▼

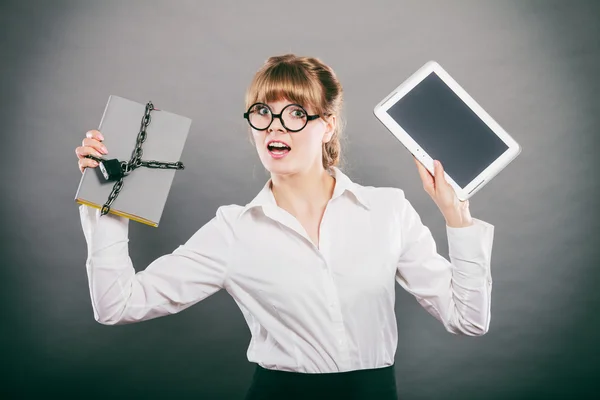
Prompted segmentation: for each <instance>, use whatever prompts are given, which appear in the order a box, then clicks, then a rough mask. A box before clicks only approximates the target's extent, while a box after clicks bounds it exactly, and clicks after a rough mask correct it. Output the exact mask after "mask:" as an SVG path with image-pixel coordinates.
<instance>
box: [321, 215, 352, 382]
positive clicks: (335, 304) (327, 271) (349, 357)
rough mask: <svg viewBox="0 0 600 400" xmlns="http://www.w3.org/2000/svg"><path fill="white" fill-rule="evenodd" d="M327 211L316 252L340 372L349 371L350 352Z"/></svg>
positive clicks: (325, 216)
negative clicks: (331, 241) (342, 311)
mask: <svg viewBox="0 0 600 400" xmlns="http://www.w3.org/2000/svg"><path fill="white" fill-rule="evenodd" d="M326 217H327V210H325V214H324V215H323V220H322V221H321V232H320V239H321V240H320V247H321V249H320V250H317V251H318V253H319V256H320V257H321V259H322V260H323V263H322V269H321V271H322V274H323V282H324V286H325V293H326V301H327V310H328V311H329V317H330V319H331V322H332V325H333V330H334V332H333V333H334V337H335V345H336V347H337V350H338V353H339V359H338V361H339V367H340V369H342V370H348V369H350V351H349V348H348V338H347V336H346V329H345V327H344V316H343V314H342V307H341V304H340V296H339V292H338V289H337V286H336V284H335V279H334V276H333V269H332V268H331V267H332V263H333V262H332V261H331V260H332V258H331V255H330V254H329V246H328V244H329V243H330V241H329V235H328V234H329V230H328V229H327V227H328V226H329V225H327V218H326Z"/></svg>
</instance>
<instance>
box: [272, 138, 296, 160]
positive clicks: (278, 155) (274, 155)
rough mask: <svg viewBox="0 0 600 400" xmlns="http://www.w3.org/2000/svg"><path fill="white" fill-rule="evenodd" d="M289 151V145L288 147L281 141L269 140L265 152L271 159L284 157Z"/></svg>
mask: <svg viewBox="0 0 600 400" xmlns="http://www.w3.org/2000/svg"><path fill="white" fill-rule="evenodd" d="M275 144H278V145H275ZM291 150H292V148H291V147H290V145H288V144H287V143H286V142H284V141H282V140H269V142H268V143H267V152H268V153H269V154H270V155H271V157H273V158H282V157H285V156H286V155H287V154H288V153H289V152H290V151H291Z"/></svg>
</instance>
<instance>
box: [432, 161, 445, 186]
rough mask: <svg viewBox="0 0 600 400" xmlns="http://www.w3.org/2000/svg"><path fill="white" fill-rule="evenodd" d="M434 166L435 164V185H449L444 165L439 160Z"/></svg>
mask: <svg viewBox="0 0 600 400" xmlns="http://www.w3.org/2000/svg"><path fill="white" fill-rule="evenodd" d="M433 164H434V175H435V184H436V185H439V184H441V185H445V184H447V183H448V182H446V177H445V176H444V167H443V166H442V163H441V162H440V161H439V160H434V162H433Z"/></svg>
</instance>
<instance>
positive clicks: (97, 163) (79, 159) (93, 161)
mask: <svg viewBox="0 0 600 400" xmlns="http://www.w3.org/2000/svg"><path fill="white" fill-rule="evenodd" d="M77 165H78V166H79V170H80V171H81V173H83V170H85V169H86V168H95V167H97V166H98V162H97V161H94V160H92V159H91V158H81V159H79V161H77Z"/></svg>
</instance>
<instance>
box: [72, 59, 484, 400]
mask: <svg viewBox="0 0 600 400" xmlns="http://www.w3.org/2000/svg"><path fill="white" fill-rule="evenodd" d="M341 107H342V87H341V85H340V83H339V82H338V80H337V78H336V76H335V74H334V72H333V70H332V69H331V68H330V67H328V66H326V65H324V64H323V63H322V62H321V61H320V60H319V59H316V58H308V57H296V56H294V55H291V54H288V55H283V56H279V57H271V58H269V59H268V60H267V62H266V63H265V64H264V66H263V67H262V68H261V69H260V70H259V71H258V72H257V73H256V75H255V77H254V79H253V81H252V83H251V85H250V87H249V88H248V91H247V94H246V109H247V112H246V113H244V118H246V119H247V121H248V123H249V124H250V130H251V133H252V139H253V141H254V144H255V146H256V149H257V151H258V155H259V157H260V160H261V162H262V163H263V165H264V167H265V168H266V169H267V170H268V171H269V172H270V173H271V179H269V180H268V182H267V183H266V184H265V186H264V188H263V189H262V190H261V191H260V193H259V194H258V195H257V196H256V198H255V199H254V200H253V201H252V202H250V203H248V204H246V205H245V206H241V205H227V206H222V207H219V209H218V210H217V212H216V216H215V217H214V218H213V219H211V220H210V221H209V222H208V223H206V225H204V226H202V227H201V228H200V229H199V230H198V231H197V232H196V233H195V234H194V235H193V236H192V237H191V238H190V239H189V240H188V241H187V242H186V243H185V244H184V245H181V246H179V247H178V248H177V249H175V250H174V251H173V253H172V254H167V255H164V256H162V257H160V258H158V259H156V260H155V261H153V262H152V263H151V264H150V265H149V266H148V267H147V268H146V269H145V270H144V271H141V272H139V273H137V274H136V273H135V270H134V268H133V266H132V264H131V259H130V258H129V256H128V222H129V220H127V219H126V218H124V217H118V216H115V215H113V214H108V215H106V216H103V217H100V216H99V214H100V211H99V210H96V209H92V208H90V207H88V206H84V205H81V206H80V216H81V223H82V227H83V230H84V233H85V237H86V241H87V244H88V258H87V261H86V266H87V272H88V278H89V283H90V293H91V299H92V304H93V308H94V316H95V318H96V320H97V321H98V322H100V323H102V324H107V325H112V324H126V323H132V322H139V321H143V320H148V319H151V318H156V317H159V316H163V315H168V314H174V313H177V312H179V311H182V310H184V309H186V308H188V307H190V306H191V305H193V304H195V303H197V302H198V301H200V300H202V299H205V298H206V297H208V296H210V295H211V294H213V293H215V292H217V291H218V290H220V289H226V290H227V292H228V293H229V294H230V295H231V296H232V297H233V298H234V300H235V301H236V303H237V304H238V305H239V307H240V309H241V311H242V313H243V315H244V318H245V319H246V322H247V323H248V326H249V328H250V331H251V333H252V339H251V342H250V345H249V348H248V353H247V355H248V360H249V361H251V362H254V363H256V364H257V365H256V371H255V374H254V378H253V382H252V385H251V387H250V389H249V391H248V394H247V397H246V398H247V399H259V398H260V399H289V398H294V396H297V398H320V397H323V398H344V399H351V398H356V399H370V400H374V399H396V398H397V397H396V383H395V374H394V354H395V351H396V345H397V331H396V320H395V314H394V295H395V291H394V285H395V281H397V282H398V283H399V284H400V285H401V286H402V287H403V288H404V289H406V290H407V291H408V292H410V293H412V294H413V295H414V296H415V298H416V299H417V301H418V302H419V303H420V304H421V305H422V306H423V307H424V308H425V309H426V310H427V311H428V312H429V313H431V314H432V315H433V316H434V317H435V318H437V319H438V320H439V321H440V322H441V323H442V324H443V325H444V327H445V329H447V330H448V331H449V332H452V333H455V334H465V335H472V336H475V335H483V334H484V333H486V332H487V330H488V327H489V322H490V294H491V284H492V281H491V275H490V258H491V250H492V241H493V230H494V227H493V226H492V225H490V224H488V223H486V222H484V221H481V220H478V219H475V218H472V217H471V216H470V213H469V208H468V202H464V203H463V202H460V201H459V200H458V199H457V197H456V195H455V193H454V191H453V189H452V187H451V186H450V185H449V184H448V183H447V182H446V181H445V179H444V175H443V169H442V167H441V166H440V165H437V164H436V169H435V174H434V176H432V175H431V174H429V172H428V171H427V170H426V169H425V168H424V167H423V166H422V165H421V164H420V162H419V161H417V160H416V159H415V163H416V165H417V168H418V171H419V174H420V176H421V179H422V180H423V186H424V188H425V190H426V191H427V193H428V194H429V195H430V196H431V198H432V199H433V201H434V202H435V203H436V204H437V206H438V208H439V209H440V211H441V212H442V214H443V216H444V218H445V220H446V225H447V227H446V229H447V234H448V241H449V249H450V259H451V262H449V261H448V260H447V259H445V258H444V257H442V256H440V255H439V254H438V253H437V252H436V245H435V242H434V240H433V237H432V235H431V233H430V231H429V229H428V228H427V227H426V226H424V225H423V224H422V223H421V219H420V217H419V216H418V214H417V213H416V211H415V210H414V208H413V207H412V205H411V204H410V202H409V201H408V200H407V199H406V197H405V196H404V192H403V191H402V190H401V189H397V188H385V187H383V188H378V187H371V186H362V185H359V184H357V183H355V182H352V181H351V180H350V179H349V178H348V177H347V176H346V175H345V174H344V173H342V172H341V171H340V169H339V168H338V167H337V165H338V163H339V159H340V155H341V151H340V136H341V134H342V132H341V126H342V124H341V121H340V112H341ZM86 136H87V137H86V139H84V140H83V144H82V146H80V147H77V149H76V153H77V156H78V164H79V168H80V169H81V171H82V172H83V170H84V168H89V167H95V166H96V165H97V164H96V163H95V162H94V161H92V160H91V159H89V158H86V156H87V155H96V156H102V154H101V153H103V154H106V153H107V151H106V148H105V147H104V145H103V144H102V143H101V141H102V139H103V138H102V135H101V133H100V132H98V131H96V130H92V131H90V132H88V133H87V135H86ZM319 396H320V397H319Z"/></svg>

▲

**REQUEST:** Return the items verbatim from their start through the line containing "positive clicks: (325, 216)", with both ends included and the pictures left out.

**SOLUTION TO THIS TASK:**
Prompted segmentation: for each <instance>, use whatever prompts are given, which appear in the order a box, then clicks, then a rough mask. A box before clicks only approximates the target's extent, while a box after clicks bounds it exactly, and clicks after a rough mask correct it. Output the exact mask after "mask:" as an SVG path with image-pixel coordinates.
<instance>
box: [321, 215, 352, 382]
positive clicks: (335, 304) (327, 271) (349, 357)
rough mask: <svg viewBox="0 0 600 400" xmlns="http://www.w3.org/2000/svg"><path fill="white" fill-rule="evenodd" d="M327 211L316 252L340 372L349 371L350 352Z"/></svg>
positive clicks: (325, 216)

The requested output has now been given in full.